━━ Material ━━

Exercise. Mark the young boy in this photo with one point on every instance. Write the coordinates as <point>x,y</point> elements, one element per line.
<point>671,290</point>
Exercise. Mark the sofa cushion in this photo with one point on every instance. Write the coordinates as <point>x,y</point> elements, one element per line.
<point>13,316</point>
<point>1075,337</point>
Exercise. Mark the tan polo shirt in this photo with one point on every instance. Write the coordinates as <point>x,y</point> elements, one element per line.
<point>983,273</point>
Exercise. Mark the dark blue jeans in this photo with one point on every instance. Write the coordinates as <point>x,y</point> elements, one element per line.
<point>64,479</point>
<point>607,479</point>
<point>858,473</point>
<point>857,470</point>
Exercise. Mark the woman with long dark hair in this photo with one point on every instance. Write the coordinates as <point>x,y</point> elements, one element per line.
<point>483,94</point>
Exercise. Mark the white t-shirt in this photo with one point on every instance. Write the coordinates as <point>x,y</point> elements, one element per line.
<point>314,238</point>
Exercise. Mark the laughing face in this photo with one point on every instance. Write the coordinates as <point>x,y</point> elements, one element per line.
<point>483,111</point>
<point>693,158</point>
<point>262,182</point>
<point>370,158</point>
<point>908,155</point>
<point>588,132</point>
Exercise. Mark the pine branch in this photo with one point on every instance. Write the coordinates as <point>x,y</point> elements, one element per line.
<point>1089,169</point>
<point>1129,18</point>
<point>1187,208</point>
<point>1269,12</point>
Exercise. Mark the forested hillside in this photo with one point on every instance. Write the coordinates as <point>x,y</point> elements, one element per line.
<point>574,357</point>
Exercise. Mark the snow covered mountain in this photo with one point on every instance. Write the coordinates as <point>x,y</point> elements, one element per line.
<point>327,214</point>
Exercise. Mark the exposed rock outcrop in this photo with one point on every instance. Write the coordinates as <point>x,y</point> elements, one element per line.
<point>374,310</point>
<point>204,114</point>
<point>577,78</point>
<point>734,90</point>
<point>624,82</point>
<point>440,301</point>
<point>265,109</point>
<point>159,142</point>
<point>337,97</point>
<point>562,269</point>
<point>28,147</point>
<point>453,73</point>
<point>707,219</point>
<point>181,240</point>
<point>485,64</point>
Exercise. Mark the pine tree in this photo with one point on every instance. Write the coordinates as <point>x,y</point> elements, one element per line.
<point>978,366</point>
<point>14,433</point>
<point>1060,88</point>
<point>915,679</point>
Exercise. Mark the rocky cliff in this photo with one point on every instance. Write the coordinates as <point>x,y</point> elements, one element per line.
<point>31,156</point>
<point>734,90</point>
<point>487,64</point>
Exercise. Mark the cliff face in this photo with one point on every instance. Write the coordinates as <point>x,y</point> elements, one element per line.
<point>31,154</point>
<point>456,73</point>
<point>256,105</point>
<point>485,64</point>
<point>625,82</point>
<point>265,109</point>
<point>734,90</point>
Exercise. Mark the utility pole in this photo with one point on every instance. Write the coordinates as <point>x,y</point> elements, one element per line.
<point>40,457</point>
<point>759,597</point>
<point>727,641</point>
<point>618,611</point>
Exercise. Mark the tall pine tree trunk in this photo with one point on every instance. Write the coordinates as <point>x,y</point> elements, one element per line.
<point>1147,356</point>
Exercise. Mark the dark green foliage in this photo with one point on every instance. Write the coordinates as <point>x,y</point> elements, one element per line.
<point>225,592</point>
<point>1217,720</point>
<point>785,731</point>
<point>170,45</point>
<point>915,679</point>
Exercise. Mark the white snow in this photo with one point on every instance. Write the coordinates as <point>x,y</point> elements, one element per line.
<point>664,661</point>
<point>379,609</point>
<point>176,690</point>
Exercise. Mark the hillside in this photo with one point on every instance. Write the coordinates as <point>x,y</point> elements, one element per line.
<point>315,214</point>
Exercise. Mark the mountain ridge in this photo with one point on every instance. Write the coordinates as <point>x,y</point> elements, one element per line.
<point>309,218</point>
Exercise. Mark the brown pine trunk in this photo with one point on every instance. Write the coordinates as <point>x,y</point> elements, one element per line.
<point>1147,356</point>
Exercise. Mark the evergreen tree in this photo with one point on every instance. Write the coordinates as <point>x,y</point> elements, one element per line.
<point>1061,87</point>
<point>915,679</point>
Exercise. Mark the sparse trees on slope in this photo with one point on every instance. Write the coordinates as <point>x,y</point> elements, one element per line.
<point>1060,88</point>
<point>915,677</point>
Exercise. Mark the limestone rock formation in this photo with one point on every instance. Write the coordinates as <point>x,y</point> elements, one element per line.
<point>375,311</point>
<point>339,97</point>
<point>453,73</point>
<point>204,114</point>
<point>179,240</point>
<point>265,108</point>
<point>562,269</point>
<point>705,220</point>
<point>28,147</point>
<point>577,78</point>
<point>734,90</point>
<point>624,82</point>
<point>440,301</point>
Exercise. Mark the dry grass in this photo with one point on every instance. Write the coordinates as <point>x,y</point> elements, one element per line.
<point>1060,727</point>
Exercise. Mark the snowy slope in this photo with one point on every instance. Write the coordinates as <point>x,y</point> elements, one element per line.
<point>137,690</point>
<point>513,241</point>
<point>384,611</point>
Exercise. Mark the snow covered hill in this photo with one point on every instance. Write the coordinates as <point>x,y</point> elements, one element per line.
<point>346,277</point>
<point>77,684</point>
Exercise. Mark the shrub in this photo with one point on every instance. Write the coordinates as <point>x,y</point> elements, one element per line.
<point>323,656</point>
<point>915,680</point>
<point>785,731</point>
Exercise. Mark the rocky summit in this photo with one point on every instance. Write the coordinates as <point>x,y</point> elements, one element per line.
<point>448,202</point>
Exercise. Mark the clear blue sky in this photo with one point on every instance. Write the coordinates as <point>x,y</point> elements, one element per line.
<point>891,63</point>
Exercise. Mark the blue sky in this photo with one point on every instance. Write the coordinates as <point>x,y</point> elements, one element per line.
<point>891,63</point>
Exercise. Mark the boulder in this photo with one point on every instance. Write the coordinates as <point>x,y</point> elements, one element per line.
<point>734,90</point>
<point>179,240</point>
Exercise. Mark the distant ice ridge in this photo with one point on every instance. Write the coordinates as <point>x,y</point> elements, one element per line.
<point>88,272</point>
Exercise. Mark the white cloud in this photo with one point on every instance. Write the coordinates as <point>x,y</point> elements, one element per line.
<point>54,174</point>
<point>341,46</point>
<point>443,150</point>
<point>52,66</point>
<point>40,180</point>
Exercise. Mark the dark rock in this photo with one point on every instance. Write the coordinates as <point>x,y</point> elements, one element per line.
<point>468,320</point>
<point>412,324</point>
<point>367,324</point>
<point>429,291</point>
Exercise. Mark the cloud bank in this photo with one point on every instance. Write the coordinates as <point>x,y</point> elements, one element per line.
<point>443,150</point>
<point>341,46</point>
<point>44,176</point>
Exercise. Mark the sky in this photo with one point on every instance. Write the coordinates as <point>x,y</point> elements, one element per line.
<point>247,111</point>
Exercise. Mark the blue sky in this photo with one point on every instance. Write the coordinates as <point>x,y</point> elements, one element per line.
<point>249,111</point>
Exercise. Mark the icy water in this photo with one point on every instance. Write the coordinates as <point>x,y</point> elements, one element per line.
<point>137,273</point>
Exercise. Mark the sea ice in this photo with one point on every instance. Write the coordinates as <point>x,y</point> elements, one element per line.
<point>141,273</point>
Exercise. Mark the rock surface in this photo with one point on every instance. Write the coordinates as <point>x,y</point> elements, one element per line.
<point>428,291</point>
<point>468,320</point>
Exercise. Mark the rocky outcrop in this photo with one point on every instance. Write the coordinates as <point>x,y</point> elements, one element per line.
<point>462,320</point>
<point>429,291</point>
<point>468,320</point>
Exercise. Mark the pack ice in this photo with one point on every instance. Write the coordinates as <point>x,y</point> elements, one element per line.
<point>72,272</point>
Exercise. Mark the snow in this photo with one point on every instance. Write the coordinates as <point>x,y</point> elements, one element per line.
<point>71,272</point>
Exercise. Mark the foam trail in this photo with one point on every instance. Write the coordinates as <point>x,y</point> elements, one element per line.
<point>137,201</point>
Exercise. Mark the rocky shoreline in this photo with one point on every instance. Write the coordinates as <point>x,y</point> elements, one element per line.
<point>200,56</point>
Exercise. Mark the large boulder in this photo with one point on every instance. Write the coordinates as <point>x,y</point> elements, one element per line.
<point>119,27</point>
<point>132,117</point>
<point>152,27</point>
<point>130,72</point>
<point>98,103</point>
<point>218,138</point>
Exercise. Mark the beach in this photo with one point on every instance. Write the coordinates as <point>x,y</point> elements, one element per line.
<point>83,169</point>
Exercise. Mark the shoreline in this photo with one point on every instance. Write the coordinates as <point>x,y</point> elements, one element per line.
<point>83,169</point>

━━━

_Written task_
Rescale the records starting at the line that has "Exercise. Mark the rock surface" and stopping after the line that has "<point>200,56</point>". Write out only those lines, requests included, with each point coordinate in the answers multiplied by 0.5 and rounded to a whole number, halves up.

_Written answer_
Exercise. Mark the rock surface in this photo with one point on every instance. Write the coordinates as <point>x,y</point> elements, one element per line.
<point>214,146</point>
<point>234,160</point>
Exercise. Mark the rocky outcrop in this photo with one point on every instance. Write the coordinates as <point>x,y</point> elements, one element per line.
<point>231,160</point>
<point>215,146</point>
<point>234,160</point>
Exercise. Mark the pack ice in this photo with one point on every instance. Write the coordinates as <point>x,y</point> elements, one element per line.
<point>36,136</point>
Exercise. Mark the snow in this photo with one point on every instance. Write the coordinates as <point>x,y</point> elements, one element per line.
<point>36,136</point>
Exercise. Mark the foam trail in this photo with one point on every instance. Write the coordinates as <point>x,y</point> elements, one element per line.
<point>69,101</point>
Exercise. Mark the rocky shoreline in this photo with one point on every instance. Write the coordinates as <point>x,y</point> elements, one element per line.
<point>100,28</point>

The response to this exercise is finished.